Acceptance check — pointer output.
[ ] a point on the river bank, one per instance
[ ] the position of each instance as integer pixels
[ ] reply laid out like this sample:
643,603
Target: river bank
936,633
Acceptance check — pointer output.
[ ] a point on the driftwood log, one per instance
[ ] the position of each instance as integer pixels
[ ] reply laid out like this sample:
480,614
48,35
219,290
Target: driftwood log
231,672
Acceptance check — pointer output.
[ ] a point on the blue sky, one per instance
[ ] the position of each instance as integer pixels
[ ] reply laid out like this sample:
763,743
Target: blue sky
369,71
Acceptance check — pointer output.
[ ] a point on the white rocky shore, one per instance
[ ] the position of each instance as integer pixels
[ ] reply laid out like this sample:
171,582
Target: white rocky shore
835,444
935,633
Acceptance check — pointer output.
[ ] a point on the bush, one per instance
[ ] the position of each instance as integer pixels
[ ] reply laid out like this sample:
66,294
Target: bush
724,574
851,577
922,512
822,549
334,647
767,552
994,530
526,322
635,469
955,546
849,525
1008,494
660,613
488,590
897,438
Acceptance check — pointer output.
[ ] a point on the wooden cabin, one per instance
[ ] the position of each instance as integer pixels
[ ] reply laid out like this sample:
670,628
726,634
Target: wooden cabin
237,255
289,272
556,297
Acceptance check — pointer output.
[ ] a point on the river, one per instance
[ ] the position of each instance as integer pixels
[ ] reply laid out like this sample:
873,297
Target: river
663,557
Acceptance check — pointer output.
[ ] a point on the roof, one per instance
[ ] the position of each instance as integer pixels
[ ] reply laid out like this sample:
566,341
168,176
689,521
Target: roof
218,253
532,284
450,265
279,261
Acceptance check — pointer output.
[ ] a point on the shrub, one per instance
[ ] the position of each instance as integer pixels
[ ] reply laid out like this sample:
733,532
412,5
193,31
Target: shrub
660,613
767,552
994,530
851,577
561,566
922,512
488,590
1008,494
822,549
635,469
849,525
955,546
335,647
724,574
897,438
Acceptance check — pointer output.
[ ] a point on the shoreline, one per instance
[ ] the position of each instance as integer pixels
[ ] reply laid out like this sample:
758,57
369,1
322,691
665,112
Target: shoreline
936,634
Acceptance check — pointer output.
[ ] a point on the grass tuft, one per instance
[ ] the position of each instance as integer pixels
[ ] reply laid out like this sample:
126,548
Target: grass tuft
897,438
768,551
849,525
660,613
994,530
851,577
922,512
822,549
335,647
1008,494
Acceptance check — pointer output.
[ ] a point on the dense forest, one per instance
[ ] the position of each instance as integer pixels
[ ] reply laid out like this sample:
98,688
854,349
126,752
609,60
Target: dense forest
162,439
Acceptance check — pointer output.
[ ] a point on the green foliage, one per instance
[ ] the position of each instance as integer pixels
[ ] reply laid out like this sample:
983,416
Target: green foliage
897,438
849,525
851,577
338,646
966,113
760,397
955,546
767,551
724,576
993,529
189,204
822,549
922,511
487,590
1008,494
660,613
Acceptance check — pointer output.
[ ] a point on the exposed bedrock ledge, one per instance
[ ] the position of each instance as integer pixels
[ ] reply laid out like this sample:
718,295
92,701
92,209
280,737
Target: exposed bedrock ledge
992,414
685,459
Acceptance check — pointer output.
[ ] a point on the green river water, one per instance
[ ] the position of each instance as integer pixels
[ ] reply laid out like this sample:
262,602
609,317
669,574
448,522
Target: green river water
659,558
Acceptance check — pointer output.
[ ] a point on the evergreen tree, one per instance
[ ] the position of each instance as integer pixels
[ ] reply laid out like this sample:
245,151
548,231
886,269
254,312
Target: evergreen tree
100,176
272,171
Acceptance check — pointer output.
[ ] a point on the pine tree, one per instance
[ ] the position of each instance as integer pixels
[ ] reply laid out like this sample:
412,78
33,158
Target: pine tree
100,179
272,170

-=-=-

(Requirement) Return every entry verbatim.

(Answer to the task)
Acceptance check — pointer output.
[ ] a point on the river bank, one per instance
[ ] the position of each instance as integer pixels
[ ] reply laid out like this sample:
643,603
Target: river bank
936,633
Acceptance check — pointer output.
[ ] a point on the driftwood log, one per instance
[ ] the position of each instance as integer pixels
[ ] reply laid out like this sample:
480,614
48,35
219,290
Target: driftwood log
231,672
Acceptance check — pointer output.
[ ] a point on the blue sky, one per instance
[ ] the position of each instance as integer pixels
[ ] reply laid out like this sample:
763,743
Target: blue sky
369,71
Acceptance check — pointer output.
[ ] a point on the white rocky shore, one per instance
[ ] the position of each instance as integer pixels
[ ] reply laid out like this sample:
171,582
Target: white rocky shore
835,444
935,633
Acceptance check — pointer output.
[ ] a point on the bush, one per instance
[ ] the position of each instance as integer pixels
[ ] reply laid out like this sample:
66,294
Target: bush
724,574
851,577
922,512
822,549
334,647
767,552
994,530
526,322
635,469
955,546
849,525
1008,494
660,613
488,590
897,438
Acceptance check — pointer output.
[ ] a point on the wooden cabin, one per instance
[ ] the position of each instance as integer pixels
[ ] reply laid out like this sample:
670,628
726,634
Target: wooden cabin
237,255
289,272
556,297
Acceptance check — pointer output.
[ ] a point on the river, one per instance
[ ] the position of each instance as integer pixels
[ ] reply laid out like this sample:
873,297
Target: river
663,557
Acceptance check — pointer output.
[ ] a point on the roof, one per instance
[ ] the position of each instance as integer pixels
[ ] reply laid out like this sample:
566,341
168,176
689,521
Target: roof
218,253
532,284
450,265
279,261
Acceptance check — pointer output.
[ ] a point on the shrub, one per instance
[ ] the position of each instance as integer pixels
[ ] reply laid out like this sample:
733,532
412,5
193,31
Target: shrub
660,613
767,552
994,530
851,577
561,566
922,512
488,590
1008,494
822,549
635,469
849,525
955,546
335,647
724,574
897,438
Acceptance check — pointer output.
[ ] a point on the shoreline, one per instance
[ ] the position of each instance as integer pixels
[ ] reply laid out like this sample:
758,57
369,1
322,691
665,112
Target: shoreline
936,634
Acceptance check — pointer output.
[ ] a point on the grass tuft, one per instance
[ ] the position of each instance as integer pixels
[ ] reply laid out like this sample:
126,548
Target: grass tuft
897,438
768,551
849,525
660,613
994,530
851,577
922,512
822,549
335,647
1008,494
Acceptance check — pointer output.
[ ] a point on the dense forest, one per instance
[ ] the position of each instance as integer pixels
[ ] reply laid out like this sample:
98,688
854,349
126,752
609,60
Target: dense forest
162,439
Acceptance check — pointer output.
[ ] a point on the green foliage, one per instance
[ ] the position of each instance as integer pixels
[ ] reply laid out like this sample:
983,416
Target: green foliage
897,438
849,525
851,577
338,646
966,113
760,397
955,546
767,551
724,576
993,529
189,204
822,549
922,511
487,590
1008,494
660,613
Acceptance check — pointer output.
[ ] a point on the exposed bedrock ledge, one per instance
[ ] the position of each instance as integer pixels
[ ] reply laid out like this sample:
718,295
92,701
92,209
280,737
Target: exposed bedrock ledge
992,414
685,459
Acceptance check — pointer output.
[ ] a point on the green river water, one per instance
[ ] the position of each instance as integer pixels
[ ] reply laid out like this sample:
262,602
609,317
669,574
448,522
Target: green river water
659,558
Acceptance check — pointer output.
[ ] a point on the evergreen tree, one per instance
[ ] the position of each instance as integer pixels
[ ] reply laid out like this sample:
245,151
548,231
886,269
254,312
Target: evergreen tree
100,176
272,171
Acceptance check — pointer output.
[ ] a point on the pine tree, one per instance
[ ] the position of each instance as integer pixels
[ ] reply laid out like this sample:
412,78
33,158
Target: pine tree
100,179
272,170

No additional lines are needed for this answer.